# Task requirements
Produce an exact copy of the lines from the line that contains "One point lands on each instance of the green grass" to the end of the listing below.

# Dataset excerpts
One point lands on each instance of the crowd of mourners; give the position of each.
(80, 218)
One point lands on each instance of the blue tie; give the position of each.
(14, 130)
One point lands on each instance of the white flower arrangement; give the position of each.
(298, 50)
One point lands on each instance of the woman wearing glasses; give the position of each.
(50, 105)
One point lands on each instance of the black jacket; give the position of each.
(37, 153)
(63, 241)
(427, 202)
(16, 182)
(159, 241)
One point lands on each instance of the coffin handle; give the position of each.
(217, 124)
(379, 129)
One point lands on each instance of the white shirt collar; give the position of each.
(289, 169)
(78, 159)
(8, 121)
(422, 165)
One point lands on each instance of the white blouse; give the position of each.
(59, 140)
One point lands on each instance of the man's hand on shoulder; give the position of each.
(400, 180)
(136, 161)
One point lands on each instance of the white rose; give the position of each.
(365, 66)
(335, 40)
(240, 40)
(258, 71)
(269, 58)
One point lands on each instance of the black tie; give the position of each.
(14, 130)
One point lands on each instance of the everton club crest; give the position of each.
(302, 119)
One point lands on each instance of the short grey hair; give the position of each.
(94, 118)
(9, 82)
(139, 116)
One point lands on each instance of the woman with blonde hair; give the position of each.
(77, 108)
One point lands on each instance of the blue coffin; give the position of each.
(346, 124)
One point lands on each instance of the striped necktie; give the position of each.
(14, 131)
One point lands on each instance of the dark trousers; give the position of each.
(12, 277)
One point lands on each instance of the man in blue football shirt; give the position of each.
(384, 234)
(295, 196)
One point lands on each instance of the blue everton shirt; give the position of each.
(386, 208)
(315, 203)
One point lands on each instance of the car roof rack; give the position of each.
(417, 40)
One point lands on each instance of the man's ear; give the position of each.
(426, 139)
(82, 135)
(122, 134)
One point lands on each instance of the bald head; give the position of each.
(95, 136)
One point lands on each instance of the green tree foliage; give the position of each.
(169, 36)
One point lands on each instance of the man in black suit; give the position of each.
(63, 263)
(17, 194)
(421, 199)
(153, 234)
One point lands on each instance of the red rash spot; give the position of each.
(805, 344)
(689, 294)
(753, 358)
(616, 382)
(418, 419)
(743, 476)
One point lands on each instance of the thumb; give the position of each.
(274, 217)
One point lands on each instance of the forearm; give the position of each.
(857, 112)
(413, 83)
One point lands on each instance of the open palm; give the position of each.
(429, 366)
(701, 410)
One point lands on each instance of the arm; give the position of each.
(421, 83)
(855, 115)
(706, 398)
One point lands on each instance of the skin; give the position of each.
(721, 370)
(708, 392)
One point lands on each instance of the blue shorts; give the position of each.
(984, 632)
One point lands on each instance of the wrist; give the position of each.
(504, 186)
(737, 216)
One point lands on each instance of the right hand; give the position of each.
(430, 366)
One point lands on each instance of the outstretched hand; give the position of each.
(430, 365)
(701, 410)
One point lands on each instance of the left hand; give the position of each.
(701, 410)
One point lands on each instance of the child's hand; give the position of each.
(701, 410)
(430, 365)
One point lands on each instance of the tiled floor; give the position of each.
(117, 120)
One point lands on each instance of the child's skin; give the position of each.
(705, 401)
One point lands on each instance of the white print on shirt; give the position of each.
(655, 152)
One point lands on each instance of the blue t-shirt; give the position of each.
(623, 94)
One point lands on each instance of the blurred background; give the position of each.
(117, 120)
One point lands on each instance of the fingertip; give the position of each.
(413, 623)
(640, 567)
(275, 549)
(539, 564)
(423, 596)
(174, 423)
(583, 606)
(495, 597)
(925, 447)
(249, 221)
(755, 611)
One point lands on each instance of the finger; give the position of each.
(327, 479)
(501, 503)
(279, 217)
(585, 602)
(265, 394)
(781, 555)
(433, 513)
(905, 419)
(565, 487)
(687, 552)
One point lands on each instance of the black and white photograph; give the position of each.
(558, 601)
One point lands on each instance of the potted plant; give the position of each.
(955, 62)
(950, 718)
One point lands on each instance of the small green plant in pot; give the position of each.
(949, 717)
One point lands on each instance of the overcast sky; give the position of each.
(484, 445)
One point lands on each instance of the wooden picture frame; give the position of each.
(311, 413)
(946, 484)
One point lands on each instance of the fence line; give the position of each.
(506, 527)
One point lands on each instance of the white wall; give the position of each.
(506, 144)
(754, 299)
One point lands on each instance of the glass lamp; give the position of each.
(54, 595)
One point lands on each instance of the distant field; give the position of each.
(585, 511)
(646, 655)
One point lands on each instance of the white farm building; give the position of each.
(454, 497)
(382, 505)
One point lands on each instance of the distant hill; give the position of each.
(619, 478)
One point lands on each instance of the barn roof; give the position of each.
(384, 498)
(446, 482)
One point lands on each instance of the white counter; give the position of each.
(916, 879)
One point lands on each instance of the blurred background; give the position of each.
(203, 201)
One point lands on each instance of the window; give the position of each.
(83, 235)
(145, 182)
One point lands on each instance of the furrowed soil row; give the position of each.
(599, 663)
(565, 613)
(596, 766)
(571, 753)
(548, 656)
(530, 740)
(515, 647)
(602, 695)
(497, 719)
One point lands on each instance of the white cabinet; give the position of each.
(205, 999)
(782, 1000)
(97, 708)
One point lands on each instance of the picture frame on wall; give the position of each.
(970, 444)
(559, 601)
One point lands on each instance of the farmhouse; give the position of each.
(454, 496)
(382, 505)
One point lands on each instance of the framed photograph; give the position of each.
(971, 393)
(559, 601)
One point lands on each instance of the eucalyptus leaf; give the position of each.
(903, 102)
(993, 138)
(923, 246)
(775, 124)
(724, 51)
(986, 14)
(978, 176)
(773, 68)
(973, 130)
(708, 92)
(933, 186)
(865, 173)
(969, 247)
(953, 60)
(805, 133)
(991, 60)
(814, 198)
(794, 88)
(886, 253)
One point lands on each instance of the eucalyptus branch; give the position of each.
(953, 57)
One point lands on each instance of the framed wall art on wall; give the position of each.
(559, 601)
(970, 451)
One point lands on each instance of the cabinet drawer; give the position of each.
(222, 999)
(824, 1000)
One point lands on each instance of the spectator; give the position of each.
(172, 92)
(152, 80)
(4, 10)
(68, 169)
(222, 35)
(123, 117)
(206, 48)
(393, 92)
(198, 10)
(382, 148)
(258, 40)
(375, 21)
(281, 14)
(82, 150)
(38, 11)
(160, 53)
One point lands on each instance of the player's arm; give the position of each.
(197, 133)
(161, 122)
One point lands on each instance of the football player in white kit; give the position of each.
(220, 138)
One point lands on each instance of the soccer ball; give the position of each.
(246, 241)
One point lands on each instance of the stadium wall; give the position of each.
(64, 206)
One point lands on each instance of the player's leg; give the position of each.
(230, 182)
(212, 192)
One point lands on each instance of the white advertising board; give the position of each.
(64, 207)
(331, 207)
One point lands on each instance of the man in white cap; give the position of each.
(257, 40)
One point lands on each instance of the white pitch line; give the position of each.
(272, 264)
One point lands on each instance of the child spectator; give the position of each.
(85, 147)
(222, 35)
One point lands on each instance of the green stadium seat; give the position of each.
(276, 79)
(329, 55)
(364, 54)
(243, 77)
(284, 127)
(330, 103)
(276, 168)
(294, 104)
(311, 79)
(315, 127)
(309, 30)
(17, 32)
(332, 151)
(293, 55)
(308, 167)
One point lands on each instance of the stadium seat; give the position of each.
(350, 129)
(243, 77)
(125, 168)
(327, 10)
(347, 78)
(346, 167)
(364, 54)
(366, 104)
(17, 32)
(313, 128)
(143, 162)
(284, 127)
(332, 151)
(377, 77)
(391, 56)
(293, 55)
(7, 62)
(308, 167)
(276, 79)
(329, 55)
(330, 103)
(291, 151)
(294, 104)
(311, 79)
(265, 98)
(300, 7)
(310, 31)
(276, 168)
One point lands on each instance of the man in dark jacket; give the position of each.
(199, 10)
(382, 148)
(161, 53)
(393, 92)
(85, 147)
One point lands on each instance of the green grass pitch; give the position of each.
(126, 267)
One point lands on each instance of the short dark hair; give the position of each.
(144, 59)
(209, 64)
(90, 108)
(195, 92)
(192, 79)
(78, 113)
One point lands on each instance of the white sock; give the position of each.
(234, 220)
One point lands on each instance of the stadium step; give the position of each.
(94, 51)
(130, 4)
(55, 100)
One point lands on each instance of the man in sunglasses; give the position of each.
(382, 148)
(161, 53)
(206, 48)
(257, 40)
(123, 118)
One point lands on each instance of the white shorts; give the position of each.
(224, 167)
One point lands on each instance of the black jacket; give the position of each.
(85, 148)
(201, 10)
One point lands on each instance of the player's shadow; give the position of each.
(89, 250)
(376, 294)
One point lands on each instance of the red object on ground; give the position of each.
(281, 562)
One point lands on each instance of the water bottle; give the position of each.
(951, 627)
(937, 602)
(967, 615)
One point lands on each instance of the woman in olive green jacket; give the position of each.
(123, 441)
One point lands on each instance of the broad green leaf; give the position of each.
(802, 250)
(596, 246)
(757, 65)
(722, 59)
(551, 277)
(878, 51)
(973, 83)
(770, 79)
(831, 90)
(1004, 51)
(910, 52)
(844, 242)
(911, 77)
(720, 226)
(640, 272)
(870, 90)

# Result below
One point lands on each instance of the green grass pitch; give the position of each.
(126, 267)
One point lands on each instance of the short dark hair; give the position of each.
(144, 59)
(209, 64)
(90, 108)
(195, 92)
(192, 79)
(78, 113)
One point lands on each instance of the white sock; give the position of each.
(234, 220)
One point lands on each instance of the stadium step; give the position of each.
(94, 51)
(130, 4)
(55, 100)
One point lands on each instance of the man in sunglasses; give the position of each.
(382, 148)
(161, 53)
(206, 48)
(257, 40)
(123, 118)
One point lands on each instance of the white shorts; give the position of each.
(224, 167)
One point lands on each instance of the black jacket; give the position of each.
(85, 148)
(201, 10)
One point lands on each instance of the player's shadow; give the position of each.
(89, 250)
(376, 294)
One point lands on each instance of the red object on ground; give the position of each.
(281, 562)
One point lands on each instance of the water bottle; give the position of each.
(951, 627)
(937, 602)
(967, 615)
One point lands on each instance of the woman in olive green jacket; give the position of each.
(123, 441)
One point lands on each instance of the broad green leaf; give the position of each.
(802, 250)
(596, 246)
(757, 65)
(722, 59)
(551, 277)
(878, 51)
(973, 83)
(770, 79)
(831, 90)
(1004, 51)
(910, 52)
(844, 242)
(911, 77)
(720, 226)
(640, 272)
(870, 90)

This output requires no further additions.